(Beginning of PROVIDED DATA)
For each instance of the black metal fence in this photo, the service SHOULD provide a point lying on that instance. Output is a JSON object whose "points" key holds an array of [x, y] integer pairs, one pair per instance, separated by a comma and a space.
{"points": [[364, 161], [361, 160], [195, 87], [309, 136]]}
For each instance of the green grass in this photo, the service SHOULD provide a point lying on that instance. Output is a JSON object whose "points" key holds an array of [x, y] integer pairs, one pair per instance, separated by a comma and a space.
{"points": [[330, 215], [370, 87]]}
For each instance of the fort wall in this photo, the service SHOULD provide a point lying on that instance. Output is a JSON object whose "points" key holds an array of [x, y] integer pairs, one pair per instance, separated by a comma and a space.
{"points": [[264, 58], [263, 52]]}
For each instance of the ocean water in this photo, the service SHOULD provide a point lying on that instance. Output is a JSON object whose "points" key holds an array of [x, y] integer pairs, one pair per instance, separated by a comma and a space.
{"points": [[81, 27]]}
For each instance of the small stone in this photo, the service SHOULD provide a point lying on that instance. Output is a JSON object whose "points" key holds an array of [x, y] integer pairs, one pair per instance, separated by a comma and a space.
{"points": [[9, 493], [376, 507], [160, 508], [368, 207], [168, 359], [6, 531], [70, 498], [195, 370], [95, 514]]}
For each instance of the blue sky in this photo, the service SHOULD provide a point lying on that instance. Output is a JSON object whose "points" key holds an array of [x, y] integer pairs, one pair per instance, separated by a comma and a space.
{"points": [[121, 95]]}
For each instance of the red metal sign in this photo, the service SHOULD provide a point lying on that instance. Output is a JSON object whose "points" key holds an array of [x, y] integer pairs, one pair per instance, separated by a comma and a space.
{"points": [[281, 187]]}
(End of PROVIDED DATA)
[WORK TO BE COMPLETED]:
Reproduce every record above, word for word.

[OUTPUT]:
For each instance of the black metal fence in this photo, the service SHOULD provide a point lying on that instance. Output is a JSON object whose "points" key holds an array of [x, y] integer pairs, one pair per instance, separated by a comma and a space.
{"points": [[364, 161], [361, 160], [195, 87], [309, 136]]}
For each instance of the green grass in this photo, the service SHOULD provide a point lying on that instance. Output is a JSON object whose "points" key holds an array of [x, y] integer pairs, one pair per instance, separated by a comma and a space.
{"points": [[330, 215], [370, 87]]}
For each instance of the fort wall in this photo, the service SHOULD provide a point lying on that instance. Output is a JSON object whose "points" key holds an array of [x, y] integer pairs, one pair per instance, separated by a comma and a space.
{"points": [[264, 58], [263, 52]]}
For each instance of the ocean water in this photo, the service SHOULD provide a point lying on that instance. Output is a JSON object whose "points" key holds an array of [x, y] integer pairs, one pair per instance, separated by a comma and a space.
{"points": [[81, 27]]}
For each instance of the small stone in this photo, the service SHOULD provide a point lying on that instance. Output is a JSON object whose "points" key holds an array of [x, y] integer pairs, one pair per instance, separated by a comma and a space.
{"points": [[9, 493], [376, 507], [160, 508], [368, 207], [168, 359], [6, 531], [70, 498], [195, 370], [95, 514]]}
For each instance of the blue sky in this photo, the service SHOULD provide a point lying on that instance. Output is a JSON object whose "points" key holds an array of [x, y] integer pairs, one pair per instance, separated by a comma and a space.
{"points": [[121, 95]]}
For each instance of the red metal sign in this photo, the service SHOULD provide a point lying on that instance. Output is a JSON object whose "points" key holds an array of [x, y] integer pairs, one pair per instance, separated by a comma and a space.
{"points": [[281, 187]]}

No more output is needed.